The task:
The answer should consist of each line below that contains the word "spoon".

Records:
---*---
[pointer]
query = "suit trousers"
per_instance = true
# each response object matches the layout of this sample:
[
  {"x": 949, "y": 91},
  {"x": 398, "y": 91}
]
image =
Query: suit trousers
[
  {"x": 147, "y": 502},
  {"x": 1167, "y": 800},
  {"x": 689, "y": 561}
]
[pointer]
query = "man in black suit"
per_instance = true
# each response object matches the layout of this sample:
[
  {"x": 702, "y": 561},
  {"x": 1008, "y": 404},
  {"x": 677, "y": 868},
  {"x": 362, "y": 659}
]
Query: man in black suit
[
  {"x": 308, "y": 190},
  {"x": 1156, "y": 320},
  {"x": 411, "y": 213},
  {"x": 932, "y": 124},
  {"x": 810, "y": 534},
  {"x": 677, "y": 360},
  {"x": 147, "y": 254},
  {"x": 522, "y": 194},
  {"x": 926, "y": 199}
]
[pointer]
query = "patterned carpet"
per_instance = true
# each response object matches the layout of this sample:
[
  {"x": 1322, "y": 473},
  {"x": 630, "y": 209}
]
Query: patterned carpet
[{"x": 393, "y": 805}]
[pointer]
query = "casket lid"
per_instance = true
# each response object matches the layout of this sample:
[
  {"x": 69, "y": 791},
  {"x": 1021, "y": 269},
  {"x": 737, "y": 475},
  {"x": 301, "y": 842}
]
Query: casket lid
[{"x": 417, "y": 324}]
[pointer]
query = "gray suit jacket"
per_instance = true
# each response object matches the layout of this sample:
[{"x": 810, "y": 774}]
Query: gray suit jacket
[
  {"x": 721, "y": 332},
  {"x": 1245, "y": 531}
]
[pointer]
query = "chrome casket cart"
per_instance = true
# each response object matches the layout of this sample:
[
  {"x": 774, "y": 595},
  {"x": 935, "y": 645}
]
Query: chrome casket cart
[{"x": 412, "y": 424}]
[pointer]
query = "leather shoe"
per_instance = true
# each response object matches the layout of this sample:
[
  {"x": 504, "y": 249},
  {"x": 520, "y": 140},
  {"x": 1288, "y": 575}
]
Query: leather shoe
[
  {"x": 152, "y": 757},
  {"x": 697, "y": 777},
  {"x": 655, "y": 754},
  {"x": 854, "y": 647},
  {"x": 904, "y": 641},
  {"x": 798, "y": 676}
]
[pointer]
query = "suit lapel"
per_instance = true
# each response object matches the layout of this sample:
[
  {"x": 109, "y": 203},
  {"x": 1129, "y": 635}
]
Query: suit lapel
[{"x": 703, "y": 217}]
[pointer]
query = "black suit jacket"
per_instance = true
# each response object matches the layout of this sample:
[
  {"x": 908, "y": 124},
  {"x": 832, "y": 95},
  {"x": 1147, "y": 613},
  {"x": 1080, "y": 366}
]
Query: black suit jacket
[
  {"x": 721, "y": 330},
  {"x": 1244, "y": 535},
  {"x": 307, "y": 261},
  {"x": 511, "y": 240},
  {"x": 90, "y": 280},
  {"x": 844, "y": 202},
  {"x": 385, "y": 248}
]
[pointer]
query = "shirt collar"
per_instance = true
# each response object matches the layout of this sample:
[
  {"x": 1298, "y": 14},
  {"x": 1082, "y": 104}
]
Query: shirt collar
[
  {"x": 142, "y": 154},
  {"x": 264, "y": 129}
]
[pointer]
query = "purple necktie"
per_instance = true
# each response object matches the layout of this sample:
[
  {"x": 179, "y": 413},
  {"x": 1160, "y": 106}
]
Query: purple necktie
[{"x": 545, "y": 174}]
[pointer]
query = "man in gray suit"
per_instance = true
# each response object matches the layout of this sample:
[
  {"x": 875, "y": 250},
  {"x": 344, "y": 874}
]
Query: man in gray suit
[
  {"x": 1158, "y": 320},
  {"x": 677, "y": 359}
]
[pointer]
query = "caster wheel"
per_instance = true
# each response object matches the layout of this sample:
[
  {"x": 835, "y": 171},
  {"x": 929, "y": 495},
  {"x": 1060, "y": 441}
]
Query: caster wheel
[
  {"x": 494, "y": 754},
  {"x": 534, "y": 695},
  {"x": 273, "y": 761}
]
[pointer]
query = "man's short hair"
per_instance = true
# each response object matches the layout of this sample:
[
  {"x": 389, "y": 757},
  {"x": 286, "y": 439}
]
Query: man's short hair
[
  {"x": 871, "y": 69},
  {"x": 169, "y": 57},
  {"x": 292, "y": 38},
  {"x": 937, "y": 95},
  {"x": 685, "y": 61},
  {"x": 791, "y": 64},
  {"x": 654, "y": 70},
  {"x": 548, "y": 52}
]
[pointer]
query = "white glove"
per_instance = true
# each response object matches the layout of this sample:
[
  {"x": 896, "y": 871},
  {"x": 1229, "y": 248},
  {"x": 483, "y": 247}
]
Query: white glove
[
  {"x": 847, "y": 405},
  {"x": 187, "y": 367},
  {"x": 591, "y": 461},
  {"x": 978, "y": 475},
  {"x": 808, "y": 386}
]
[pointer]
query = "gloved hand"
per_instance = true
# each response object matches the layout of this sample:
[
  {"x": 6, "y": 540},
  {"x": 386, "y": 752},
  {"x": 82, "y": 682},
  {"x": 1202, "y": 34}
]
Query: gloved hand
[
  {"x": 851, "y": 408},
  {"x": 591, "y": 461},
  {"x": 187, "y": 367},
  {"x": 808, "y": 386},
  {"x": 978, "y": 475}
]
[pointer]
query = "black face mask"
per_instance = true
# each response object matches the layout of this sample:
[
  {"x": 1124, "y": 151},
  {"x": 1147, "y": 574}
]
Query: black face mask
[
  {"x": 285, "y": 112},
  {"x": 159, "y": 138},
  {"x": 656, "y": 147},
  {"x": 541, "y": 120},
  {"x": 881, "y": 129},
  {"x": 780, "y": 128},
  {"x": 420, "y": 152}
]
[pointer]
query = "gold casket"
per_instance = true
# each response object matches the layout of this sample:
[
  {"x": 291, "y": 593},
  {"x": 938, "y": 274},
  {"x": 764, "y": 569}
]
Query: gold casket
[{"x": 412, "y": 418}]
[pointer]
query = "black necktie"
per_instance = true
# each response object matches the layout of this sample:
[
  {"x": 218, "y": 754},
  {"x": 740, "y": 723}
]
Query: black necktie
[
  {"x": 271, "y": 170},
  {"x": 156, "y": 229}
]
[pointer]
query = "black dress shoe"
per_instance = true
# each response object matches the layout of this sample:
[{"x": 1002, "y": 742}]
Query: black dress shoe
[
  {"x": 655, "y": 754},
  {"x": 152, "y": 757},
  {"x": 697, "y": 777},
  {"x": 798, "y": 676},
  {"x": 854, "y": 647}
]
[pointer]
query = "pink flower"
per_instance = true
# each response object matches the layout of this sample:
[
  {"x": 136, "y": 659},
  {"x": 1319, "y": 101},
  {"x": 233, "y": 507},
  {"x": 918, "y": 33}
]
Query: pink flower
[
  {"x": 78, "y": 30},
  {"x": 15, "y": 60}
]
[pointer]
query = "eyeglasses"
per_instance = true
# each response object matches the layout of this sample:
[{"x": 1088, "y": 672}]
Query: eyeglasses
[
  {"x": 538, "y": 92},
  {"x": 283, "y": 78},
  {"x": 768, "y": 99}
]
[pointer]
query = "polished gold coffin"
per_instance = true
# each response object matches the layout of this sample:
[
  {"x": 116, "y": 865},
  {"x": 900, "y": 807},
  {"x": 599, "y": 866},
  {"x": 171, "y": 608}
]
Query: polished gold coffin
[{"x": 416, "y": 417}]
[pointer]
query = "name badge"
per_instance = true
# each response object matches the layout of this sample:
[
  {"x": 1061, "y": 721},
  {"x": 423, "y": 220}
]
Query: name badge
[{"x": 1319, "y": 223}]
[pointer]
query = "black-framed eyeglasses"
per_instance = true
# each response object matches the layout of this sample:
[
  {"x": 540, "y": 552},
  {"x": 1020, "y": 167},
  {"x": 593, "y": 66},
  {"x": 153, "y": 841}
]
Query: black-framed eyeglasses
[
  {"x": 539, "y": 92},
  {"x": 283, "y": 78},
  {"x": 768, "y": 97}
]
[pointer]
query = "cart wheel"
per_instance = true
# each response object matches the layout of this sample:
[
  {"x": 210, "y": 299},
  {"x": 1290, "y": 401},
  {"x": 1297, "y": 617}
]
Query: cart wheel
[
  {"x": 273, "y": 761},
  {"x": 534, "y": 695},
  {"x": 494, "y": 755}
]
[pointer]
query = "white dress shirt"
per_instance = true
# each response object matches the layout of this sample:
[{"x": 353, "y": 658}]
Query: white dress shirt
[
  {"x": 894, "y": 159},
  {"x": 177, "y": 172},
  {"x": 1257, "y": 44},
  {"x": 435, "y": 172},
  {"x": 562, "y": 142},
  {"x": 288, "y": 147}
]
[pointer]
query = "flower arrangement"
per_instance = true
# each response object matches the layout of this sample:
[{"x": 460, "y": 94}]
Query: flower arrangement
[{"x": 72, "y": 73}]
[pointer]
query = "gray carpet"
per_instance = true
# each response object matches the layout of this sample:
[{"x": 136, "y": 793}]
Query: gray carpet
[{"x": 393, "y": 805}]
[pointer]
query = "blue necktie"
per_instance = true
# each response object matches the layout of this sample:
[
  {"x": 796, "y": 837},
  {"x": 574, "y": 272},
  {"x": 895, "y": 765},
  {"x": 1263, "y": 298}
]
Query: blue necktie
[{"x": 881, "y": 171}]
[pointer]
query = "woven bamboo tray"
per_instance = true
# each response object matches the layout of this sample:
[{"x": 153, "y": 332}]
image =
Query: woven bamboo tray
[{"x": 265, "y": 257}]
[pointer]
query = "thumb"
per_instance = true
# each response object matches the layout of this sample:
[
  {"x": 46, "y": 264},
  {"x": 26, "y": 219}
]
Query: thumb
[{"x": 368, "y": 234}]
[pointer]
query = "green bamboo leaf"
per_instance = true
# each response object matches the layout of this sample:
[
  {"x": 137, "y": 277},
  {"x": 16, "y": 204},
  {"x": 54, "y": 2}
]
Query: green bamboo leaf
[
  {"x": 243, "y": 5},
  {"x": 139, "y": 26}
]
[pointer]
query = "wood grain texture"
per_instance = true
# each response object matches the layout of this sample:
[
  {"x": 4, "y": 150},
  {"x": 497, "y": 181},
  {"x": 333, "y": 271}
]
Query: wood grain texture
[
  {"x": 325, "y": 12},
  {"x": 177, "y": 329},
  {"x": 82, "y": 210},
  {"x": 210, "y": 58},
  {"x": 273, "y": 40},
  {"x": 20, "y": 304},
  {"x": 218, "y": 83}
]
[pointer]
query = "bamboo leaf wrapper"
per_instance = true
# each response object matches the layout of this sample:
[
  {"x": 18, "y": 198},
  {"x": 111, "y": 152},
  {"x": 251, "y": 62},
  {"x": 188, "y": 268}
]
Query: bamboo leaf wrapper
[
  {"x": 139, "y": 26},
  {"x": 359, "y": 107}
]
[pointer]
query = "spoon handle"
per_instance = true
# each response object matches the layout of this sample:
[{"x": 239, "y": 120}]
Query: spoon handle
---*---
Solution for this task:
query = "spoon handle"
Query: spoon handle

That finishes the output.